Directive: Locate each line in the records below that contains the string "pants" and copy every such line.

** Start of Data excerpts **

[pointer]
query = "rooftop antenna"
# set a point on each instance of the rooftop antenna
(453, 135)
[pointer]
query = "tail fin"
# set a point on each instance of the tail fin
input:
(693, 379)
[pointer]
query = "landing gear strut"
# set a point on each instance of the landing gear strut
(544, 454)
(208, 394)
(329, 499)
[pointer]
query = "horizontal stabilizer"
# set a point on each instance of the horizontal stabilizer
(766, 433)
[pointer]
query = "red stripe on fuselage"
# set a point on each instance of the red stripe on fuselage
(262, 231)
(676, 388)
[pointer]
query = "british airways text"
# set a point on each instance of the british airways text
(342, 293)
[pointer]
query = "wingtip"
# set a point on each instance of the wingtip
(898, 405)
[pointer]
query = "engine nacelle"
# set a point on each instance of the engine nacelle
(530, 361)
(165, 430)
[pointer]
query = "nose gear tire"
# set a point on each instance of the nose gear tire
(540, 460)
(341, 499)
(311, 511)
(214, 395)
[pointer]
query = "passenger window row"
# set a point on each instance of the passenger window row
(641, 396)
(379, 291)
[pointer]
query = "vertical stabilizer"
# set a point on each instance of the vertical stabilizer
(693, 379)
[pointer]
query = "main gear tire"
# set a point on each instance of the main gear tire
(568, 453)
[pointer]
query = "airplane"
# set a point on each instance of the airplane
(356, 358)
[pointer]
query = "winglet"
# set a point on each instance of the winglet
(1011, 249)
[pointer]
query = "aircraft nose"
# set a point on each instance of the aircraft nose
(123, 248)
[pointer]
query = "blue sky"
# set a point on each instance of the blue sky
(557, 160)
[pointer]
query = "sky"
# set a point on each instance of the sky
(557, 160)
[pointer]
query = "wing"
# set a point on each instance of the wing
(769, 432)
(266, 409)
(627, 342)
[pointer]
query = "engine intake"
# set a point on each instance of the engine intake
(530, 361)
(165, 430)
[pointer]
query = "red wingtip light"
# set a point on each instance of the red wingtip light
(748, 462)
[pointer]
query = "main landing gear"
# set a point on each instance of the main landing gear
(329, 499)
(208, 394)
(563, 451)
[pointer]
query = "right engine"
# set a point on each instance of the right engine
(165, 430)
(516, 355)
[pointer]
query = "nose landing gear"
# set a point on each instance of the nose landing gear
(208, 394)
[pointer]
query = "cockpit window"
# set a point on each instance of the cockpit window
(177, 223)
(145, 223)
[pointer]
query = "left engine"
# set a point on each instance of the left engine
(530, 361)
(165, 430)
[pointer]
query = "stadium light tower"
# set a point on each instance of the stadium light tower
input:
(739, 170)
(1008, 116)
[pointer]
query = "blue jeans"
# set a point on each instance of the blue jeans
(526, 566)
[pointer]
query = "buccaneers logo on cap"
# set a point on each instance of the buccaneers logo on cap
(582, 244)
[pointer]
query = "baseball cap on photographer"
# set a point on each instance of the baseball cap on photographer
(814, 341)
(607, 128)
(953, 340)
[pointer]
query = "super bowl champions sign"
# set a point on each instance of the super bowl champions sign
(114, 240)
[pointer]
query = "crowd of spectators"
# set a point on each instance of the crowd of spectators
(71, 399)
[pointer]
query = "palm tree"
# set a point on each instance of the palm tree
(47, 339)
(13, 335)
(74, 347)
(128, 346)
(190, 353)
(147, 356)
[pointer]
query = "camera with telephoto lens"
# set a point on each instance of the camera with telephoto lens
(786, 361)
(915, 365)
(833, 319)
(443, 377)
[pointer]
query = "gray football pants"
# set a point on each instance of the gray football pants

** End of Data excerpts **

Final answer:
query = "gray football pants"
# set a point on each instance of the gray football pants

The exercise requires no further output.